On 4 September 2019 the European Court of Justice gave its judgment in case C-71/18 (KPC Herning). This case deals with the question if the transfer of land, which includes a building, and which will be demolished, can be exempt from VAT. Earlier we wrote (see here) about the conclusion of Advocate General BOBEK.
The Odense Municipal Council in Denmark adopted an urban plan for an area in the port. The urban plan stated inter alia that the warehouse located on the property at issue was, as far as possible, to be preserved.
KPC Herning A/S (a Danish project development and construction company) (KPC) made a conditional purchase of the property at issue from the Port of Odense, whereby it was agreed that the transaction was VAT-exempt.
The purchase agreement was conditional on, inter alia, KPC entering into an agreement with a general housing association for the execution of a project to construct a youth housing unit on the property, and the Municipality of Odense adopting a final urban plan authorising the project in question.
KPC agreed with another party to sell the property, including the buildings, with the condition that the seller would convert the existing building into houses.
The purchase made by KPC was considered VAT-exempt, as the transfer related to a property with an existing building on it. The sales contract was treated the same.
At the time of both its sale and its subsequent resale, the warehouse was fully functional and could have been used, for example, for cultural and sporting events. However, the warehouse was not suitable for residential units. It is undisputed that, at the time of the transactions at issue, the Port of Odense, KPC and the contractor had a common understanding that the warehouse, save for part of the eastern gable, was to be demolished in order for the housing unit project to be carried through to completion.

__Items__:
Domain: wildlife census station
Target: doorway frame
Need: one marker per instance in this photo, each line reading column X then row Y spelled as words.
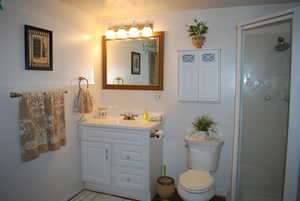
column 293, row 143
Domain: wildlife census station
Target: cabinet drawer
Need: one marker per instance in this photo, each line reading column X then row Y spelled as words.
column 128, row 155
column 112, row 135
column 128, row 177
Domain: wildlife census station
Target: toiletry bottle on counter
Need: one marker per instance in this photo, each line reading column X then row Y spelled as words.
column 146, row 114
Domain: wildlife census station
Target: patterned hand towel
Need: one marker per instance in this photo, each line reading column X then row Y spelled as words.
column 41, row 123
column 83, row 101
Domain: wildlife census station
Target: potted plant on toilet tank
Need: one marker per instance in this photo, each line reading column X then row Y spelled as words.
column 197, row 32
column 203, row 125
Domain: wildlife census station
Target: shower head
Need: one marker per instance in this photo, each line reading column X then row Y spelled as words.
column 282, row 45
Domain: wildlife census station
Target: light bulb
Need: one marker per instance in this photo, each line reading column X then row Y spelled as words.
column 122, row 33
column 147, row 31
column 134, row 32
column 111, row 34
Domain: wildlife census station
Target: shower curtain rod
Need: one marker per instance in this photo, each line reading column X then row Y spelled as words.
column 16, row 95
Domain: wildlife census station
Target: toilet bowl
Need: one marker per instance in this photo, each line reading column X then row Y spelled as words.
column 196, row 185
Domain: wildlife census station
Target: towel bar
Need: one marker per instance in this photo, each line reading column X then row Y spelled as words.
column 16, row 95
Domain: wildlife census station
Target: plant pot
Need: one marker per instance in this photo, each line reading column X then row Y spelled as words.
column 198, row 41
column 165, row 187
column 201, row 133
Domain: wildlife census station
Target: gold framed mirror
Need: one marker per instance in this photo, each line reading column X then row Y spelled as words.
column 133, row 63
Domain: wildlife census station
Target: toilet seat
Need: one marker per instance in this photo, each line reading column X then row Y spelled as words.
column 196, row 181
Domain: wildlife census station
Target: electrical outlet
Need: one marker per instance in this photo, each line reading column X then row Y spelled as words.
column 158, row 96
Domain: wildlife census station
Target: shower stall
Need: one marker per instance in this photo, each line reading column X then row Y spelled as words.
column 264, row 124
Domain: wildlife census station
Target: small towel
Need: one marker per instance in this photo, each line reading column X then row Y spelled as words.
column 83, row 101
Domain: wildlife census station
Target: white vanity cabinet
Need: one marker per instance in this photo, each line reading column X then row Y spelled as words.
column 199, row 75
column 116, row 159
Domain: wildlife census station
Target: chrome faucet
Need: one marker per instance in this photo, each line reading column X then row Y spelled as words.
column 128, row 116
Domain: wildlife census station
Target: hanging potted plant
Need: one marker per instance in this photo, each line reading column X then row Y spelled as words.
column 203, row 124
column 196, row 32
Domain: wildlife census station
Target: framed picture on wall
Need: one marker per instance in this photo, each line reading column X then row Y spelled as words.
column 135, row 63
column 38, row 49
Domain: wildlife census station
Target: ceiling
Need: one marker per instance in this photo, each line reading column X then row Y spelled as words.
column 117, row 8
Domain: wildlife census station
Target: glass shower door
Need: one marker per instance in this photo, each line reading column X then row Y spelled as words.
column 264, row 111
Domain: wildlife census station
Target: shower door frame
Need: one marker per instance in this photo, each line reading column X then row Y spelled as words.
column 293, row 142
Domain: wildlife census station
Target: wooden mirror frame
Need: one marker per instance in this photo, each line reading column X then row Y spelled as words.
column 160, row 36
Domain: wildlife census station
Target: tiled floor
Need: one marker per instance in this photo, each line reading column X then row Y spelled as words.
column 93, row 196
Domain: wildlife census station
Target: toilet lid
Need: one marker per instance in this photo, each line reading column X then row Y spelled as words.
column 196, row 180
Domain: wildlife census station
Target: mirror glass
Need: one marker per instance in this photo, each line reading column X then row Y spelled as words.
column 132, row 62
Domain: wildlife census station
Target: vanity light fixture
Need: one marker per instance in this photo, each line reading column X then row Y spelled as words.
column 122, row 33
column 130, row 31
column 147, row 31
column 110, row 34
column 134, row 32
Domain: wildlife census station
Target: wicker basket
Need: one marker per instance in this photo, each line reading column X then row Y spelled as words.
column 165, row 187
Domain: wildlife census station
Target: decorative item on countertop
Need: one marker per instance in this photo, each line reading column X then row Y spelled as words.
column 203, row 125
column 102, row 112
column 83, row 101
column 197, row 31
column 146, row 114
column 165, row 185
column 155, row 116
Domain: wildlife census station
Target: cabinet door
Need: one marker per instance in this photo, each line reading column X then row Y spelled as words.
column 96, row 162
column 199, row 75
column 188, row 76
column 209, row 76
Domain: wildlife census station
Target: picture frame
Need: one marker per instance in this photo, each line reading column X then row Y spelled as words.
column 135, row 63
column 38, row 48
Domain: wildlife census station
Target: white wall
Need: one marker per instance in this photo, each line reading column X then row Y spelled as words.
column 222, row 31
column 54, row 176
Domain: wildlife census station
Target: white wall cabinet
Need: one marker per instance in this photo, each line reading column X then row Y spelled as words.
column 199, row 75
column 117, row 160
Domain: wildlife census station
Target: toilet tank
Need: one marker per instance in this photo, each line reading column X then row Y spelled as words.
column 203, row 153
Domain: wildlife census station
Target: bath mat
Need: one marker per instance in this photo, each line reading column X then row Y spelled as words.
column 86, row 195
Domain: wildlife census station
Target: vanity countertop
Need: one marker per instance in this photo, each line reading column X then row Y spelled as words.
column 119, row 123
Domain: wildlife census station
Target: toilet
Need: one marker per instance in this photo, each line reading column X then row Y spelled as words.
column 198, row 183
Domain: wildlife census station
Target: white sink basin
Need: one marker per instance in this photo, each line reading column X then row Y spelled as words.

__Stated goal 1__: In the text on the KPC Herning VAT case, who sold the property to KPC?
__Stated goal 2__: Take the text on the KPC Herning VAT case further from its last sentence.

__Task result 1__: The Port of Odense.

__Task result 2__:
The Danish tax authorities disagreed with KC applying the VAT exemption.
In the court case that followed, the Danish Court asked the following preliminary questions to the European Court of Justice:
‘Can a supply of land on which at the time of supply there is a building, qualify as a sale of building land subject to VAT, when it is the parties’ intention that the building is to be demolished completely or partially in order to make room for a new building?’
The referring court essentially asks whether Article 12 (1) (a) and (b) and (2) and (3) and Article 135 (1) (j) and (k) ) of Directive 2006/112 must be interpreted as meaning that a supply of land that includes a building, can be described as the supply of a “building plot” where the intention of the parties was that the building be totally or partially demolished to make room for a new building.
The ECJ rules as follows:
Article 12 (1) (a) and (b), and paragraphs 2 and 3, and Article 135 (1) (j) and (k) of the 6th VAT Directive, must be interpreted as meaning that a supply of land that includes a building, cannot be described as a delivery of a “building plot” when this operation is economically independent of other services and does not form, with them, a single operation, even if the intention of the parties was that the building is totally or partially demolished to make room for a new building.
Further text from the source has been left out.